**Written tasks**
1. Name every training school or trainer mentioned in the passage on civilian tactical training.
2. Pick up the passage on civilian tactical training after its final sentence and keep writing it.

**Given passage**
I recently posted this in response to some silliness that had been reported to me, re-posted on blogs that I no longer read:

And while I’m at it: yes you need to train, and you need to patrol, and you need to form tactical teams. If you have a defended location at the very least you need to conduct local security patrolling. Any other opinion shows a lack of ever having to live/operate in/from a defended location. You do not protect your house from your porch.

The above is in response to comments I read in an article that it is legitimate to learn to defend your home, but not legitimate to ever go on a ‘patrol.’


More:

As I said to the Texas class, with the training resources available there is no reason why you and your civilian team cannot become an excellent light infantry force. Those who have been to MVT training get it – they realize how fast and well we progress you with live fire oriented training. Stuff that most of the military does not do, or as well,, or very often at all. Look on it like a fun hobby. It will cost you a bit of cash, but less than most adrenalin style sports/hobbies or activities. And if you do it enough and become competent, you become a trained trainer.

Didn’t go to boot camp? So what. What’s the point of most of it anyway, other than obedience conditioning? Marching up and down the square…. Training schools like MVT, and trainers like Mosby and Sierra12, are running excellent training. You don’t have to be at a disadvantage to anyone. Just look at these videos: 5 days! Most of these guys have no prior training off the square range. Look what they are doing after 5 days. Makes you wonder – WTF is the military doing? Health and safety, risk assessments, bureaucracy, and ass covering, mostly……;-)

Lately, quotes have been sent to me which are essentially criticizing the training that MVT offers simply because, it would seem, it is too good. Too ‘elitist.’

So let’s set the record straight.

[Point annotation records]
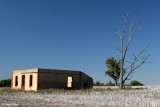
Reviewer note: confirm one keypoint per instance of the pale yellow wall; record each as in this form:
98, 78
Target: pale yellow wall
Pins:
27, 74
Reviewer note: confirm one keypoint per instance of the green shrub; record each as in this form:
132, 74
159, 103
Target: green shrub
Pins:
136, 83
5, 83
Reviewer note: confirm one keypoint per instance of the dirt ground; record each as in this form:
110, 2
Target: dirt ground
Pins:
81, 98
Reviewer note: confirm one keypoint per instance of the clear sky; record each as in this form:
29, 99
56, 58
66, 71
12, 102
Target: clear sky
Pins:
75, 35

**Answers to the tasks**
1. MVT, Mosby, Sierra12

2.
Here at MV T we are a professional training organization which strives for excellence. The original purpose in my mind when I wrote ‘Contact!’, before I ever started the training school, was to pass hard won information on to “keep good folks alive.” Alumni know that all shapes and sizes have passed through the CRCD, later becoming CTT classes, and have all been trained to the best of our ability.

Many who haven’t yet got a grip of their PT have been trained. And I love them for it, because they all showed heart and determination and went up ‘Max’s Mountain’ without complaint. Where the physical may have been lacking, the heart was there. Fathers and sons, fathers and daughters, husbands and wives, have all trained to fight and survive as a family unit.

That is, at its very basis, what MVT is about. “Training good folks to survive” a collapse situation. We are about good honest folks, armed citizens, protecting their families. And yes, I know it is mostly about the guys, but I have always encouraged the girls to show up too, because they should be fighting alongside their menfolk, or at the very least capable to fight on and defend the babies if the men folks fall.

Now we have created the MVT Rifleman Challenge. More competitive events may be on the way in the future. Run and gun, maybe 2 gun competition etc. We shall see, when time permits. But now certain elements are carping that MVT is too elitist. That this is all too much, and that we should set low standards and consistently fail to reach them. Really. Sounds like weakness to me.

No.

MVT is a professional tactical training organization and we will continually strive for excellence in training, and to make those who wish to train reach ever higher standards. We are trying to change the meme. Real, effective, tactical training. No longer do we want you to be unfit and unskilled. We offer you the ability to be all you can be tactically.

What is ‘elitist’ about surviving enemy action?

And yes, I am an elitist, always have been. I always wanted to be all I could be, and I want you to be the same. That is why we offer the training.

So we will continue to cater for all levels of PT and all levels of skill, and there is no discrimination at any of the classes. Combat Rifle. Combat 2 Gun, Combat Team Tactics will allow anyone to attend, as they always have, with a modicum of fitness and weapon handling skills. We are, and will remain, here to train you to have the best chance of survival in a collapse situation, or wherever the skills are needed.

A quote from this Student Review:

“As a lot of students before me have said, Max is an excellent instructor.  You have read about “crawl, walk, run”.  In hindsight, it’s very easy to see how he did it.  However, during the training, he managed to keep everyone, all with different skill sets, interested and engaged.  It was amazing how much we accomplished in 5 days.  From day one on running your rifle and malfunction drills to day five with the squad attack.  Was that really the same group?”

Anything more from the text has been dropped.